__WHAT IS NEEDED__. Your answer should be the records below, written out exactly.

__STORED DATA__.
+ + + +
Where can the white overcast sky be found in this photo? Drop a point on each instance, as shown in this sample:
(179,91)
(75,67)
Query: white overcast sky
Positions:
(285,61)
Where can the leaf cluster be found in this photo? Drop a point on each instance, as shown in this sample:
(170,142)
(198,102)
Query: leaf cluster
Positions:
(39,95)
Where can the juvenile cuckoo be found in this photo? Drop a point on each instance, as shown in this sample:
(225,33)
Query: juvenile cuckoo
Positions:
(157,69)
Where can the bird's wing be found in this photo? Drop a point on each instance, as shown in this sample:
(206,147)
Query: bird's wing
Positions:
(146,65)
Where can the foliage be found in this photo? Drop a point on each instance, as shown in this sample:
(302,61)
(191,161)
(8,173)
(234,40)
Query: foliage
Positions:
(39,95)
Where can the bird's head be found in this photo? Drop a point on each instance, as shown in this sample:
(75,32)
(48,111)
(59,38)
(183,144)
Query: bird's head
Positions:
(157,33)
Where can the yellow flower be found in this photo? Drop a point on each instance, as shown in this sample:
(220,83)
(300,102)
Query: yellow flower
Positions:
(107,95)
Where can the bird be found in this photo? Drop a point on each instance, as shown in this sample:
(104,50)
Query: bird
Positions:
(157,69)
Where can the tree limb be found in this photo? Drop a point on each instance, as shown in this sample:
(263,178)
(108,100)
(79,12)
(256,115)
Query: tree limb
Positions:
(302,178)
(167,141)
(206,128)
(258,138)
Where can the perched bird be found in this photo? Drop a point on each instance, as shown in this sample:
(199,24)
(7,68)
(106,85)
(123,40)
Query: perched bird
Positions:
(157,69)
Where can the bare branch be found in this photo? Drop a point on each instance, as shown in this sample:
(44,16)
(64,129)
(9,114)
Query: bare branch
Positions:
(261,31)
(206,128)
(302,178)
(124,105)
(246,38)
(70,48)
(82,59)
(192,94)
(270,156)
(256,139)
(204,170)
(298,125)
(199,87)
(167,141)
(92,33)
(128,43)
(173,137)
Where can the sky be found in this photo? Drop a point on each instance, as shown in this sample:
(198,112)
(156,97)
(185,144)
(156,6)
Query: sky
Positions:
+ + + +
__RESPONSE AREA__.
Where can the white overcast sky be found in this photo? Drop a point on each instance, as shown in this sample:
(179,91)
(75,67)
Query: white overcast sky
Positions:
(285,61)
Where can the leaf cluster be found in this photo? Drop a point on each instance, as shown in this sample:
(170,142)
(198,102)
Query: leaf cluster
Positions:
(39,95)
Where can the juvenile cuckoo be found in this photo? Drop a point on each instance, as shown in this sample:
(225,33)
Query: juvenile cuckoo
Positions:
(157,69)
Where can the bird's wing be found in this photo? Drop a point on each instance, as shown in this sample:
(206,147)
Query: bird's wing
Positions:
(146,65)
Where can the foliage be found in this photo? Drop a point on each instance, as shown in this sample:
(302,61)
(191,161)
(8,173)
(234,40)
Query: foliage
Positions:
(39,95)
Where can the bird's head be found in this photo? Drop a point on each instance, as shown in this sample:
(75,32)
(48,111)
(59,38)
(183,144)
Query: bird's head
Positions:
(157,33)
Where can the yellow flower be found in this photo? Drop a point on each instance, as shown in this sample:
(220,83)
(300,102)
Query: yellow flower
Positions:
(107,95)
Where can the bird be found in this photo? Drop a point on each instance, as shown in this sample:
(104,50)
Query: bird
Positions:
(157,69)
Where can the tree limb be found in this photo? Drop a point on each instance, as shown in this sample:
(263,178)
(108,100)
(79,12)
(256,115)
Query: tree limb
Positions:
(302,178)
(167,141)
(206,128)
(258,138)
Where can the perched bird be found in this photo? Drop a point on each instance, as shown in this sample:
(199,24)
(7,68)
(106,85)
(123,40)
Query: perched bird
Positions:
(157,69)
Where can the bare branch be found in this photo? Drop a point on each instance, as shown in this sample:
(44,16)
(64,129)
(9,114)
Query: bare branch
Positions:
(261,31)
(206,128)
(302,178)
(124,105)
(246,38)
(70,48)
(82,59)
(192,94)
(270,156)
(256,139)
(204,170)
(298,125)
(199,87)
(167,141)
(92,33)
(128,43)
(173,137)
Where can the sky be found in this photo? Drop a point on each instance, as shown in this sample:
(198,112)
(156,97)
(185,144)
(156,6)
Query: sky
Positions:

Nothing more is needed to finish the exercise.